Organizing my French New Wave Writing Project. What was French New Wave? What was Auteur theory?
My French New Wave project is developing as I watch more films and begin to dive into reading. I’ve decided to, once again, use my notetaking in Letterboxd reviews as a drafting space for this newsletter. I’ve now watched about 45 features and shorts, and I’ve begun reading a book-length historical analysis of the movement. I am coming up with a plan for how to adapt that into more regular writing here.
Why Am I Doing This?
I don’t know; I love film, I enjoy watching movies and taking notes, and exploring a specific period gives some structure to how I’m using my free time that makes it more rewarding and easier to just pick something to watch rather than scrolling through options forever.
I also want to write more, but not for academic presses, so building a project seems like the best way.
What is the French New Wave?
First of all, a definition. French New Wave is a period in French filmmaking that is understood as a hugely influential upheaval in film techniques, production methods, thematic material, and some of the core concepts we use to talk about film. There are, of course, arguments about how we should periodize the French New Wave and how significant it was, but most agree it begins in the late 50s and stretches at least to 1964. 1958-1964 is the period given in the study I’m reading (Richard Neuport’s A History of the French New Wave Cinema, although I am more convinced that the period should extend to 1968 and the immediate aftermath of the uprisings or even the early 70s to include the major New Wave directors’ post-mortems on the 60s—films like Jean-Luc Godard’s Tout Va Bien, Jean Eustache’s My Mother and the Whore, and Jacques Rivette’s experimental epics L’Amour Fou and Out 1 (a 14 hour film).
The directors called New Wave included a core group of film critics who moved from writing for Andre Bazin’s journal Cahiers du Cinema to making their own films: Claude Chabrol, Jean-Luc Godard, Francios Truffaut, Eric Rohmer, and Jacques Rivette. Beyond that, there are debates about who “counts” as New Wave. A group of intellectual/artist turned filmmakers referred to as “The Rive Gauche” group (i.e., the Left Bank, home of Sartre, De Bouvier, Beckett, Ionesco, and new novelists like Alain Robbe-Grillet) includes Agnes Varda, her husband Jacques Demy, Alain Resnais, and Chris Marker. Louis Malle is often affiliated with New Wave, although he got his start as a filmmaker far more conventionally, coming through the French Film Academy, codirecting an award-winning documentary with Jacques Costeau in the mid-50s and coming into filmmaking with a great deal of personal wealth that allowed him to use more professional production methods. Nonetheless, he adopted new methods and ideas, shot on location, disrupted continuity and characterizations, and frequently cast Jeanne Moreau, a major star of the New Wave. The emergence of the Cinema Verite documentary movement is closely associated with New Wave, and Jean Roch and Edgar Morin’s Chronicle of a Summer is commonly cited as an important New Wave documentary. But there are also 100 plus other first-time filmmakers listed in an issue of Cahiers as belonging to the New Wave.

### DIRECTIONS
Please answer these from the piece on the French New Wave project:
(a) About how many features and shorts has the writer watched so far?
(b) What span of years does the study the writer is reading give for the French New Wave?
(c) Which star did Louis Malle frequently cast?

### INFORMATION PROVIDED

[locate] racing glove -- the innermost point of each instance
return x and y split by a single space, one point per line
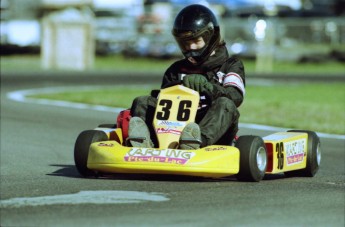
198 83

### YOUR SOLUTION
(a) About 45.
(b) 1958-1964.
(c) Jeanne Moreau.